━━━━━ Excerpted passage

Court of Appeals of Wisconsin, District I
Oct 22, 2024
No. 2022AP1391-CRNM (Wis. Ct. App. Oct. 22, 2024)

Opinion

2022AP1391-CRNM

10-22-2024

State of Wisconsin v. Durrell Dawuan Harris


(L.C. # 2018CF5569)

Before White, C.J., Geenen and Colon, JJ.

You are hereby notified that the Court has entered the following opinion and order:

Summary disposition orders may not be cited in any court of this state as precedent or authority, except for the limited purposes specified in Wis. STAT. RULE 809.23(3).

Durrell Dawuan Harris appeals from a judgment convicting him of three counts of first-degree sexual assault-forcibly aiding and abetting, as a party to a crime, and one count of kidnapping, as a party to a crime. Appellate counsel, Urszula Tempska, filed a no-merit report pursuant to Wis.Stat. Rule 809.32 and Anders v. California, 386 U.S. 738 (1967). Harris received a copy of the report, was advised of his right to file a response, and has responded. We have independently reviewed the record, the no-merit report, and the response, as mandated by Anders. We conclude that there are no issues of arguable merit that could be pursued on appeal. We therefore summarily affirm. See Wis. Stat. Rule 809.21.

━━━━━━━━━━

Stated task: Duplicate the passage of the court opinion between "Before White, C.J., Geenen" and "STAT. RULE 809.23(3).", inclusive. The lines that come next have no connection to the court opinion.

━━━━━ Material provided

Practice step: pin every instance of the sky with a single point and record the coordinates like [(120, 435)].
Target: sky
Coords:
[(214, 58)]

━━━━━━━━━━

Result of the task:
Before White, C.J., Geenen and Colon, JJ.

You are hereby notified that the Court has entered the following opinion and order:

Summary disposition orders may not be cited in any court of this state as precedent or authority, except for the limited purposes specified in Wis. STAT. RULE 809.23(3).